Testimonianze

 

LIBERARSI DALLA SOFFERENZA
Dire sì alla Felicità –
di Andrea Pangos
http://www.andreapangos.it/Articoli/Articoli.html
(26 gennaio 2015)
 

 

  

L’abitudine a percepire come esterno il mondo che sperimentiamo favorisce l’esperienza di separazione, da qui la sofferenza, problema principale dell’umanità. La misura in cui si rifiuta il mondo, dipende molto dal proiettare la propria afflizione sulla propria percezione-mondo e dall’influsso negativo che subiamo dall’infelicità altrui; l’idea ‘mal comune-mezzo gaudio’ e i suoi derivati possono soltanto far sembrare migliore il quadro, ma di fatto peggiorano la situazione, alleviando solo falsamente la percezione negativa della negatività sofferenza.

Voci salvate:
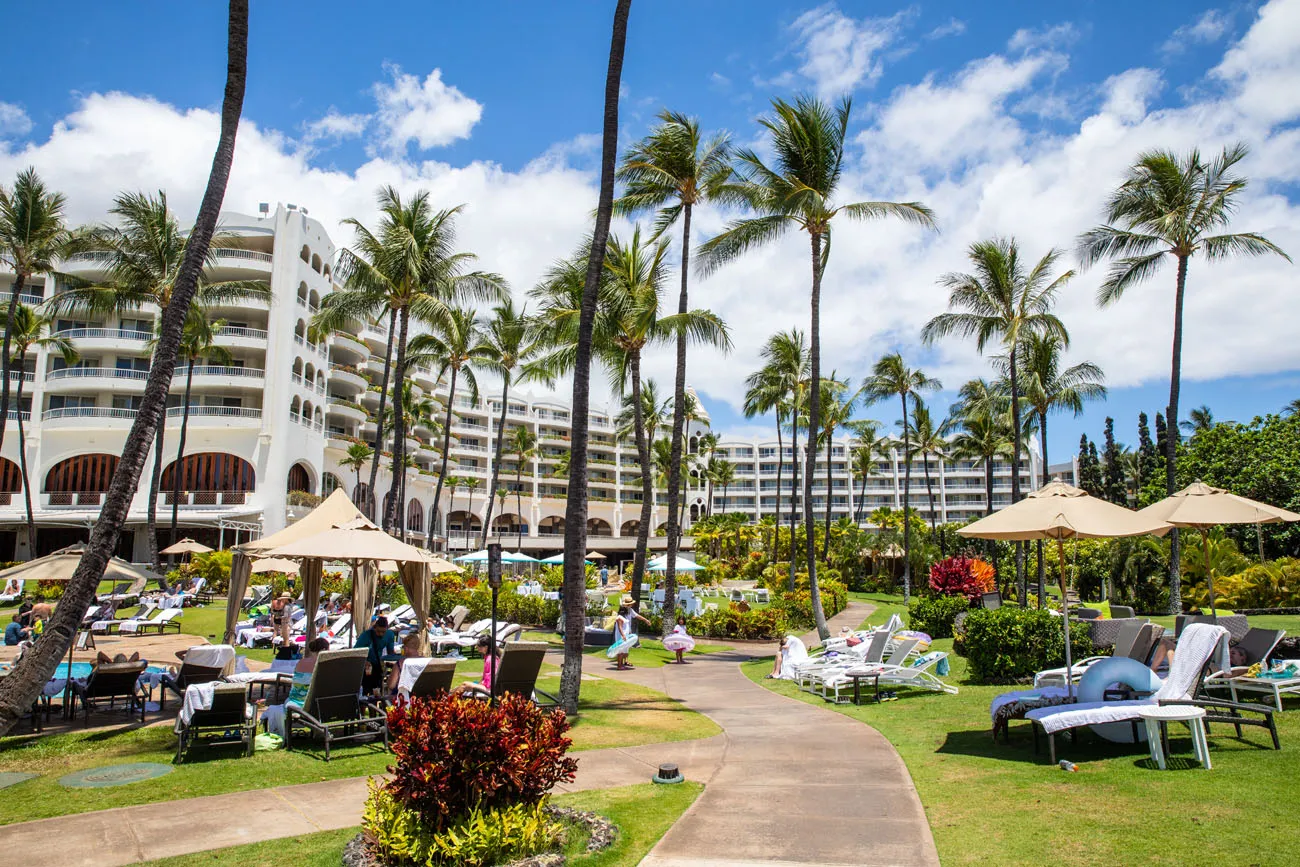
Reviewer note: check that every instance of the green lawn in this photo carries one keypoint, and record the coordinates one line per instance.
(644, 814)
(611, 714)
(1001, 803)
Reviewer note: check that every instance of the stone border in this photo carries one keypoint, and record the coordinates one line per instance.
(601, 829)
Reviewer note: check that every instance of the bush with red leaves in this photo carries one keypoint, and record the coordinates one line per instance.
(456, 754)
(960, 576)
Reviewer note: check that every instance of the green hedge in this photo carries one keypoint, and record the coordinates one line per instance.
(1010, 644)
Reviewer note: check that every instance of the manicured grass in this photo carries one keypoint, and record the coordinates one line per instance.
(611, 714)
(644, 814)
(1001, 803)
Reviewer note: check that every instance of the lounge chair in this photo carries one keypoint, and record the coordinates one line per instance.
(1135, 641)
(516, 673)
(333, 707)
(1196, 647)
(109, 683)
(228, 718)
(427, 677)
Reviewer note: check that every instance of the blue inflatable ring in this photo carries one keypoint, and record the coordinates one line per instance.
(1117, 670)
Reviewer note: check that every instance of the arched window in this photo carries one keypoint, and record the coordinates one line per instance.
(79, 475)
(364, 499)
(299, 478)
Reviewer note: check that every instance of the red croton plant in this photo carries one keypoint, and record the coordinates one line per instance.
(455, 754)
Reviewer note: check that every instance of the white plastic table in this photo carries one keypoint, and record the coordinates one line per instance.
(1194, 716)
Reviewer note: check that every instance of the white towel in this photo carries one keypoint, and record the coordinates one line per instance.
(198, 697)
(411, 671)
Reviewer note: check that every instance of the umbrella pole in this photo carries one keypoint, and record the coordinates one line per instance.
(1209, 577)
(1065, 619)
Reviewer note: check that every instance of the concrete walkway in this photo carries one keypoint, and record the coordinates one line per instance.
(788, 784)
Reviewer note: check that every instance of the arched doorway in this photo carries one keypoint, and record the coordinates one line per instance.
(211, 478)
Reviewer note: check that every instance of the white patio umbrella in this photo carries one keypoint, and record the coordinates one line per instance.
(1058, 511)
(1201, 507)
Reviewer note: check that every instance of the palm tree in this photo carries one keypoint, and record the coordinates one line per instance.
(927, 441)
(31, 328)
(1170, 204)
(781, 385)
(671, 170)
(1002, 302)
(33, 235)
(511, 341)
(147, 251)
(837, 408)
(798, 191)
(863, 460)
(892, 377)
(358, 454)
(198, 341)
(456, 346)
(30, 675)
(1049, 389)
(1199, 420)
(523, 446)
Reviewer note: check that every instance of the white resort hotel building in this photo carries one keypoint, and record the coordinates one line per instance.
(269, 425)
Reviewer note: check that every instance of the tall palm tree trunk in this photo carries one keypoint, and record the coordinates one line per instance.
(180, 447)
(638, 425)
(814, 429)
(446, 454)
(495, 463)
(384, 395)
(391, 517)
(18, 282)
(906, 503)
(1175, 543)
(151, 519)
(679, 423)
(575, 510)
(29, 676)
(1015, 475)
(22, 463)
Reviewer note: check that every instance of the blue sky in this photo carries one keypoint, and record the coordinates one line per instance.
(1013, 121)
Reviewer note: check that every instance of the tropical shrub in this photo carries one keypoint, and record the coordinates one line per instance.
(455, 755)
(1010, 644)
(935, 615)
(961, 576)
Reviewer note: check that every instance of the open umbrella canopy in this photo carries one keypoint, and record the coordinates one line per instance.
(1201, 506)
(355, 541)
(186, 546)
(661, 564)
(1060, 511)
(61, 564)
(274, 564)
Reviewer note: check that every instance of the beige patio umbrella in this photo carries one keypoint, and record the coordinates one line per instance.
(1200, 506)
(1058, 511)
(186, 546)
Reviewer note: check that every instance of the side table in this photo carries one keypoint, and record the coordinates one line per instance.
(1158, 718)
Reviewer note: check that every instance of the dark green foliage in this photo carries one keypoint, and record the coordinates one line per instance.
(935, 615)
(1010, 644)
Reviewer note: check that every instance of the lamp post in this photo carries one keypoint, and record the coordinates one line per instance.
(494, 582)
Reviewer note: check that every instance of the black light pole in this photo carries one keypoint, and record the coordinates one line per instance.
(494, 582)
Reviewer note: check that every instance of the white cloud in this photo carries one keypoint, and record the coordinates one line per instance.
(1057, 37)
(429, 113)
(954, 27)
(13, 121)
(841, 53)
(1210, 26)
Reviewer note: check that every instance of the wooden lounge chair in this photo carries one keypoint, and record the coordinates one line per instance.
(229, 720)
(333, 707)
(109, 683)
(516, 673)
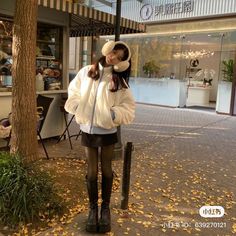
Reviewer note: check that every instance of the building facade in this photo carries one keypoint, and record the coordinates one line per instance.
(189, 40)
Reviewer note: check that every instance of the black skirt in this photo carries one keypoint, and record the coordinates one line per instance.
(98, 140)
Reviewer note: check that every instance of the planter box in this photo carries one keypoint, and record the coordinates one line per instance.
(223, 97)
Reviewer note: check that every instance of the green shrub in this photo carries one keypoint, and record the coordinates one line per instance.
(25, 192)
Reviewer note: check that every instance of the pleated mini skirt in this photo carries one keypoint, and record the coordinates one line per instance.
(98, 140)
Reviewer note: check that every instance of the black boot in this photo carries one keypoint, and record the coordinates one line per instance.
(105, 219)
(92, 222)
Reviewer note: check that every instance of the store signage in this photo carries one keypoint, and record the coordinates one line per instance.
(148, 10)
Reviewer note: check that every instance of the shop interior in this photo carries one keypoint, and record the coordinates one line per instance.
(202, 59)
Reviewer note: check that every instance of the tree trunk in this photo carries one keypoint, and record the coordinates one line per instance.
(24, 134)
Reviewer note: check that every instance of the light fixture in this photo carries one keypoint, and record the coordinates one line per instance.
(193, 54)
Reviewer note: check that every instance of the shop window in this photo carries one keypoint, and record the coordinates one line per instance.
(48, 54)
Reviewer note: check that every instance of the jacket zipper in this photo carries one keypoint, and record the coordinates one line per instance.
(94, 104)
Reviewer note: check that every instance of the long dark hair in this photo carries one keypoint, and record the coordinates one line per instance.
(120, 79)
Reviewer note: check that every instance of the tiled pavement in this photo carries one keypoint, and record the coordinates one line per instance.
(183, 159)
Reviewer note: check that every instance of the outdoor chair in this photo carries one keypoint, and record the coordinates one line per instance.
(66, 130)
(43, 104)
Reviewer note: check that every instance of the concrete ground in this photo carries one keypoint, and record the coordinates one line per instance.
(182, 160)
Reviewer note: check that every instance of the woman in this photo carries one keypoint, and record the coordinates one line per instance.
(101, 100)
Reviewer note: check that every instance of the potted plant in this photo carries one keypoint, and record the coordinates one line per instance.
(150, 68)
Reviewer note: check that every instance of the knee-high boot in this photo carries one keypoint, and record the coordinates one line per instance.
(92, 222)
(105, 218)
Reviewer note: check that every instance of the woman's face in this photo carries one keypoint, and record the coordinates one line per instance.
(114, 57)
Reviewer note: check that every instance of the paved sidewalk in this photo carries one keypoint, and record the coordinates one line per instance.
(183, 159)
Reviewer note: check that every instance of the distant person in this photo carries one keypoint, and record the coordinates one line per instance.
(172, 75)
(101, 100)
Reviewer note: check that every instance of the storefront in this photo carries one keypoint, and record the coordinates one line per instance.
(193, 41)
(57, 21)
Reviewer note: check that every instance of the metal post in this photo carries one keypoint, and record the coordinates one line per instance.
(118, 146)
(126, 175)
(232, 99)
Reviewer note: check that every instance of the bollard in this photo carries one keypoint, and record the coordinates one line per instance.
(126, 175)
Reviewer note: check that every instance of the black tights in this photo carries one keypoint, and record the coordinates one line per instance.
(107, 153)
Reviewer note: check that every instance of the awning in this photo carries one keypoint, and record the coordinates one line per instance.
(85, 21)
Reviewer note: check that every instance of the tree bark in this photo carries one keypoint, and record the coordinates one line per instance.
(24, 120)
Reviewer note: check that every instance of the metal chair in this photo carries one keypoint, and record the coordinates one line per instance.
(66, 130)
(43, 103)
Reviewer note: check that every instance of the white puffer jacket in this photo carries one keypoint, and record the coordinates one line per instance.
(92, 102)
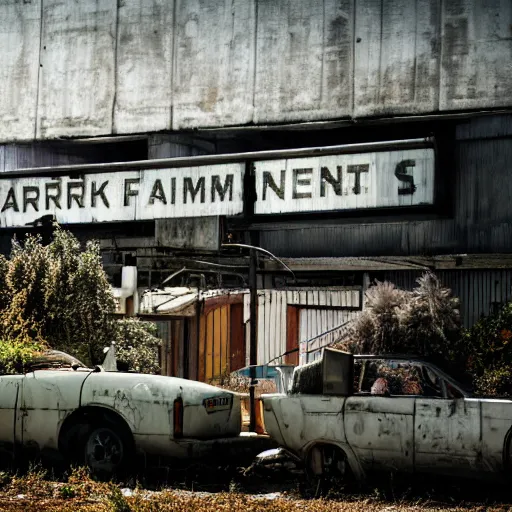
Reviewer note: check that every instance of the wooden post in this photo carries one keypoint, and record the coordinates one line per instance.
(253, 351)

Consegna:
Prosegui il testo sulla liberazione dalla sofferenza partendo subito dopo la sua ultima frase.

Risposta:
Dovremmo cercare soluzioni piene per la salute, non  trovare rifugio nella mezza o più malattia, bisognerebbe tendere alla pienezza della Felicità (Beatitudine, Amore, Pace), non a limitare, apparentemente, l’infelicità con la falsa consolazione che c’è chi sta peggio di noi. Drogarsi con idee che ci fanno accontentare del fatto di soffrire misuratamente impedisce di cercare direttamente l’Immensità della Beatitudine, non limitiamoci con il metro dell’afflizione. Mal comune mezzo gaudio significa sofferenza diffusa, mentre dovremmo diffondere la Felicità nella globalità di noi stessi, per integrarci e divenire Integrali. Soltanto quando siamo Felici il mondo ci può apparire veramente ok, perché noi siamo veramente ok, perché siamo Noi Stessi Felicità, esprimiamo in tutto il campo esperienziale il Vero Sé, il Sé esperienziale, la Felicità. L’essere veramente ok è questione di Felicità, non di concetti che ci fanno reputare ok; i concetti sono esperienze parziali, la Felicità è l’esperienza Globale.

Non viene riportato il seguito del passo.